[Collection entries]
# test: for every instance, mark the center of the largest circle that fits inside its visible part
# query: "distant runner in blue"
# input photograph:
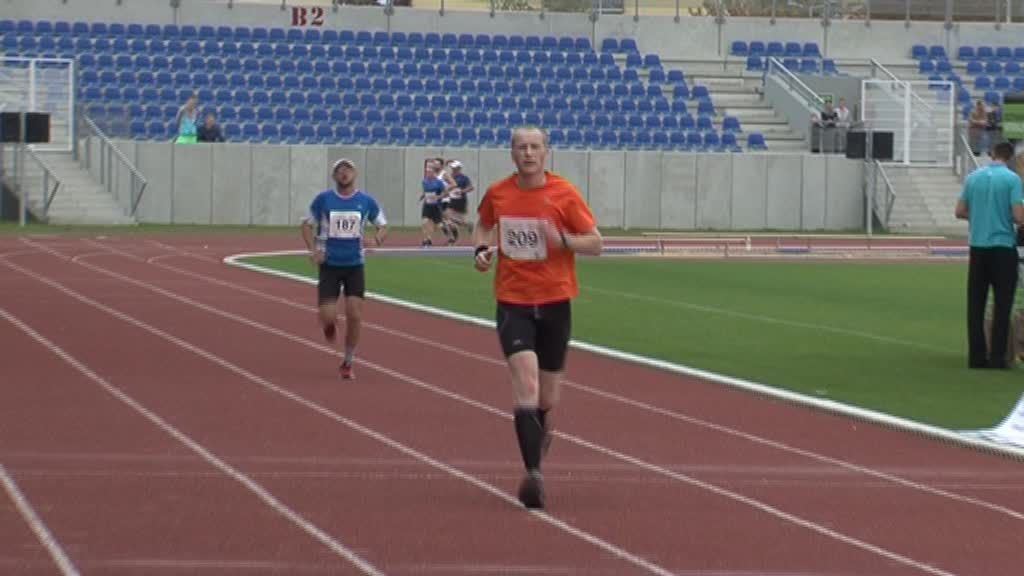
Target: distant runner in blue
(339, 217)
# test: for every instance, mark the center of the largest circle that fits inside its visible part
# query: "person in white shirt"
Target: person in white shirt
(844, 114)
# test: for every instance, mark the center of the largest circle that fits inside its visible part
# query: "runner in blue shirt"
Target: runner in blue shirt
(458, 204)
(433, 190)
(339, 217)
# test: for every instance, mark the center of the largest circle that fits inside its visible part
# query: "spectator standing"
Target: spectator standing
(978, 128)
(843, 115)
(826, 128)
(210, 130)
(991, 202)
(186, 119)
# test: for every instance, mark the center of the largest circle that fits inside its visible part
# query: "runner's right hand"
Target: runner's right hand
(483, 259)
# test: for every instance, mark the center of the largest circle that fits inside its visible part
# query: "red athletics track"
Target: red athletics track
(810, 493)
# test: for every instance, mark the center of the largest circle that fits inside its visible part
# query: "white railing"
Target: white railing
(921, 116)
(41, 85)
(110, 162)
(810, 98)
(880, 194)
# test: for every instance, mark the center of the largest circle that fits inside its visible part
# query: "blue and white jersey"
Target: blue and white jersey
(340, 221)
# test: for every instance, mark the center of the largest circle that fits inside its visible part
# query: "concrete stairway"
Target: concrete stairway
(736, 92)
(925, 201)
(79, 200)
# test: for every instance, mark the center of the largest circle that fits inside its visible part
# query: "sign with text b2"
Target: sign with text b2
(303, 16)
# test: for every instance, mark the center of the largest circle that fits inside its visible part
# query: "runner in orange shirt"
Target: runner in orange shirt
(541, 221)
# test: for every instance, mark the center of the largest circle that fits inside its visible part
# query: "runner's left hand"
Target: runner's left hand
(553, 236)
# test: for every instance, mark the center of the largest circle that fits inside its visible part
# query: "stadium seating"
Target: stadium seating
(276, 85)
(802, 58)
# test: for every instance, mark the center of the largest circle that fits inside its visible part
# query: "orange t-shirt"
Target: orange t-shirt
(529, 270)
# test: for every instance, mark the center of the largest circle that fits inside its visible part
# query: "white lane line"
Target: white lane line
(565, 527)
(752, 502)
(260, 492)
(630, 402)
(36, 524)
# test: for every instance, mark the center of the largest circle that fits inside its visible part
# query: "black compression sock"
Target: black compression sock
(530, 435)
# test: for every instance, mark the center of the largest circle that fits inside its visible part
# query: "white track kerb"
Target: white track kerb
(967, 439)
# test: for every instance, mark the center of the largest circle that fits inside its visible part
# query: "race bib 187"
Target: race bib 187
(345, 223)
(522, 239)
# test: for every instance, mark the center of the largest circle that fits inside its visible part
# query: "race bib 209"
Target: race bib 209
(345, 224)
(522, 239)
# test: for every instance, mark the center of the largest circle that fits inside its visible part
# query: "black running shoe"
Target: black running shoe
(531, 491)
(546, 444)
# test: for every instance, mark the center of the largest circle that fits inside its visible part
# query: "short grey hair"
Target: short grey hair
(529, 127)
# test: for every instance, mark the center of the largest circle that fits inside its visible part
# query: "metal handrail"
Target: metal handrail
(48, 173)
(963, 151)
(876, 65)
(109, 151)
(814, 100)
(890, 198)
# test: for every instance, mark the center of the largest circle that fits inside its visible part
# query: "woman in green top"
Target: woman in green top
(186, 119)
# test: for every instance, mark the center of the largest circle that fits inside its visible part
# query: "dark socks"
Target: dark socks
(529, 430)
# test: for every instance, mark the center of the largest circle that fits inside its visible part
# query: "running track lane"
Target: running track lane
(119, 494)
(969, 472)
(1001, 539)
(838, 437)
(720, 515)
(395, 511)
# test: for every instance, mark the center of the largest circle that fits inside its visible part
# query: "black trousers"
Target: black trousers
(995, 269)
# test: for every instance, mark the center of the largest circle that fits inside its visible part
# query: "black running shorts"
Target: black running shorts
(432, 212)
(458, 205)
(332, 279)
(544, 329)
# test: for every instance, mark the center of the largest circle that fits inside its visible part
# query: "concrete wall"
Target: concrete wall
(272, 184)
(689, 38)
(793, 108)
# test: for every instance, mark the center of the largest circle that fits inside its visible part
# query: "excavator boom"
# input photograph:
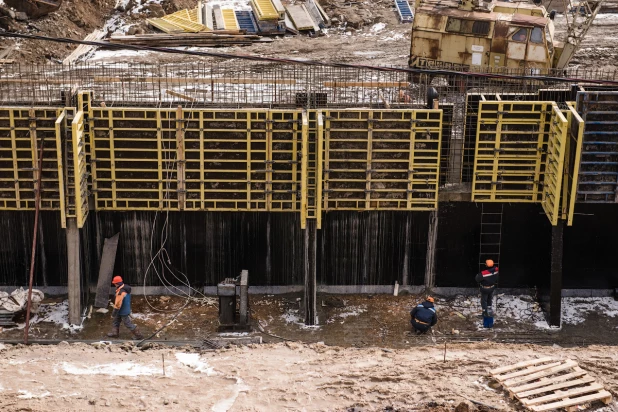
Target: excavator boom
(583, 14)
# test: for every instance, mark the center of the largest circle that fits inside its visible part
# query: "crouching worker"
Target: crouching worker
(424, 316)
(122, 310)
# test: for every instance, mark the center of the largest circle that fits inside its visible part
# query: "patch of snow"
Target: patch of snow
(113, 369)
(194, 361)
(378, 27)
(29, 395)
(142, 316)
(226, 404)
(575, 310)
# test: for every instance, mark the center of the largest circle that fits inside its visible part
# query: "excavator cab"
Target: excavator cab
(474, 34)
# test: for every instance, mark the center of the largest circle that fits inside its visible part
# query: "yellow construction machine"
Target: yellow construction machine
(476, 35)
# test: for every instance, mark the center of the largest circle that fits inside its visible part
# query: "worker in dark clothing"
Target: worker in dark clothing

- **What the task requires**
Leaving the images out, print the records above exactly.

- **Exercise answer**
# test: for every instance, mark the center of the largest circle that fits inside its visible part
# query: "distant runner in blue"
# input photograph:
Target: distant runner in blue
(339, 217)
# test: for every instance, mark the center of the largest circle that fits inside its visible part
# query: "person in white shirt"
Target: person in white shirt
(844, 114)
# test: for every instance, mark the center of the largest circle that fits inside its visible part
# query: "runner in blue shirt"
Target: runner in blue shirt
(458, 204)
(433, 190)
(339, 217)
# test: for every instance, mark the center of the largest circle that fits inside its visible part
# query: "spectator standing"
Target: spectator standing
(978, 128)
(843, 115)
(826, 128)
(210, 130)
(991, 202)
(186, 119)
# test: for every instance, mark the center of the largest circle that fits inside its visible part
# query: "runner's right hand"
Target: runner's right hand
(483, 259)
# test: for every instance, mark the center of the largest circle that fits inside its visible part
# query: "red athletics track"
Target: red athletics track
(810, 493)
# test: for every instance, mark the center of the largest circle that fits inside its visible part
# query: "white railing"
Target: white railing
(921, 116)
(41, 85)
(110, 162)
(810, 98)
(880, 194)
# test: for every instance, mark the center of the largest circle that fits inside its visible part
# query: "blue and white jersey"
Target: blue and white jersey
(340, 221)
# test: for every instance, mark the center of the largest circle that fits inside its visible part
# query: "concrete stairway"
Target: concrete stairway
(736, 92)
(925, 201)
(79, 200)
# test: for every instance, mark the center of the largest circle that fits inside its visible part
# query: "sign with text b2"
Target: sign with text b2
(303, 16)
# test: for every instance, mark the center of the largest circle that fits inside its visible part
# query: "runner in orange shirt"
Target: runner in orange shirt
(541, 221)
# test: for every instance, mark the center of the largest circle that fits inside its visible part
# query: "runner's left hand"
Target: runner's left hand
(553, 236)
# test: for every instance, mark the center of the largest circle that fits inside its visible part
# query: "stadium seating"
Target: stadium seating
(276, 85)
(802, 58)
# test: for every instance, mark the center of the largest circle that fits inside its visible part
# query: "orange t-shirt"
Target: orange t-shirt
(529, 270)
# test: for every instance, mark the center of the largest circle that fits inside its visible part
# query: "white lane line"
Target: white lane line
(565, 527)
(752, 502)
(260, 492)
(630, 402)
(36, 524)
# test: for every instance, mark the center of the largest circle that fits inside its visible part
# query: "black compression sock"
Target: black compression sock
(530, 435)
# test: for every instance, mark the center of the largest circle that fits inside its visible part
# query: "white track kerb"
Target: white track kerb
(967, 439)
# test: for every instance, mark the center of the largest circle that fits inside its visible part
# query: "race bib 187"
Target: race bib 187
(345, 223)
(522, 239)
# test: for every instance, mark the center of the largest circle that fits inside its visible part
# query: "race bib 209"
Target: race bib 209
(345, 224)
(522, 239)
# test: for every instance, mark the center of the largest circle that fits inside its visible part
# query: "black running shoe"
Target: black running shoe
(531, 491)
(546, 444)
# test: for every instance, mark the center of the largest circle that fits inside its visible part
# query: "short grey hair"
Target: short grey hair
(529, 127)
# test: for every instance, mark the center of the largest circle that fits inside its visible part
# query: "metal handrail"
Target: metal handrail
(48, 173)
(963, 151)
(876, 65)
(109, 151)
(814, 100)
(890, 198)
# test: for every instance, mark the center of the largest circle that fits inside its visible part
# query: "woman in green top"
Target: woman in green top
(186, 119)
# test: for every instance, mark the center of the largest circle that fits inside its visible part
# query: "dark socks"
Target: dark socks
(529, 430)
# test: for every instance, mark the center of the largest circle that fits inside its visible part
# query: "running track lane"
Target: running track lane
(119, 494)
(969, 472)
(1001, 539)
(838, 437)
(720, 515)
(395, 511)
# test: for every instance, mark the center of the largest circle that fits inside its visible part
# query: "black trousers"
Target: black trousers
(995, 269)
# test: for every instance, mark the center of the largest circle that fits inside its visible part
# query: "black running shorts"
Target: black running shorts
(432, 212)
(458, 205)
(332, 279)
(544, 329)
# test: for every instance, mark the center of the largest circle that fits inside its visible part
# query: "concrete wall"
Target: concrete wall
(272, 184)
(689, 38)
(793, 108)
# test: for every instance, mark the center of the largest circle that fits inside its visible part
# query: "excavator boom"
# input photograph:
Target: excavator boom
(583, 14)
# test: for every instance, mark the center of the largest circle that fits inside its visible part
# query: "crouching worker"
Target: crouching worker
(424, 316)
(122, 310)
# test: for every instance, mark the center of the largest circle that fits inside its visible part
# query: "patch of snow"
Target: patch of snow
(113, 369)
(194, 361)
(378, 27)
(29, 395)
(142, 316)
(226, 404)
(575, 310)
# test: for every instance, mark the center of the largest circle that fits inside its visible part
# query: "excavator cab"
Target: excavator cab
(474, 34)
# test: for every instance, mark the center of the largest circle that fits inside its visible part
# query: "yellow construction machine"
Target: yellow construction machine
(476, 35)
# test: for every instance, mark the center of the largest circle that fits inside its visible part
# query: "worker in dark clothing"
Target: worker in dark clothing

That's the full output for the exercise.